- [GIVEN INSTRUCTION] Lay out every line of the material below as a JSON list of strings, one string per line, with blank lines left out. Omit the pictures from your answer.

····················

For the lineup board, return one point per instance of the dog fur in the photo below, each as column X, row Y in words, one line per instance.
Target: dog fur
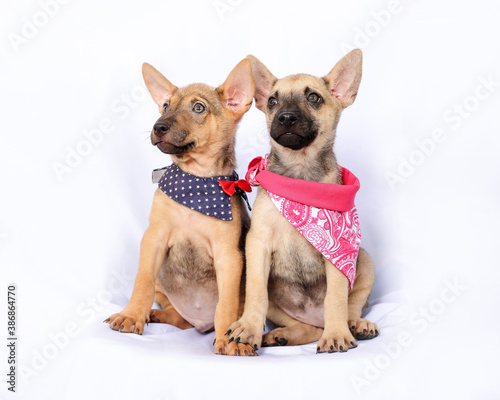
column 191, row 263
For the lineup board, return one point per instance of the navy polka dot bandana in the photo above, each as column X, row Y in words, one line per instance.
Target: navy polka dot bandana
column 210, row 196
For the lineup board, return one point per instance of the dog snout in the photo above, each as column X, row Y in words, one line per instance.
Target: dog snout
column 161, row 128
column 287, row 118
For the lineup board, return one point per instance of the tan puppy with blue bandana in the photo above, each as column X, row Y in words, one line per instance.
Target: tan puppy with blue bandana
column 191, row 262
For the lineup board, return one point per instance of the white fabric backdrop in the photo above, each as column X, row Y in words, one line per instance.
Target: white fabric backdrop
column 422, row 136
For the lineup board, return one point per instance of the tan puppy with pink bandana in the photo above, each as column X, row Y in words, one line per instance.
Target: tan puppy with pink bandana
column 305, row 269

····················

- [TASK RESULT]
[
  "For the lineup board, return one point per instance of the dog fur in the photo below, each as column X, row Y in words, one line per instance.",
  "Target: dog fur",
  "column 191, row 263",
  "For the lineup board, return one point per instance of the navy polka dot bandana in the photo above, each as column X, row Y in words, one line per instance.",
  "Target: navy polka dot bandana",
  "column 210, row 196",
  "For the lineup board, return one point per instance of the dog snout in the photo above, each as column X, row Y in words, one line per instance.",
  "Target: dog snout",
  "column 161, row 128",
  "column 287, row 118",
  "For the lineup board, return one point per instance of the tan puppy with blue bandana in the photo above, each as column X, row Y in words, one line per instance.",
  "Target: tan puppy with blue bandana",
  "column 191, row 262",
  "For the lineup board, return one point per instance of the white fabric backdrop in the photo above, each as column X, row Y in words, one line per instance.",
  "Target: white fabric backdrop",
  "column 422, row 136",
  "For the lineup board, return one point per instance of the tan puppy with pink bandana in the photo above, each as column X, row Y in words, one line per instance.",
  "Target: tan puppy with pink bandana",
  "column 305, row 269"
]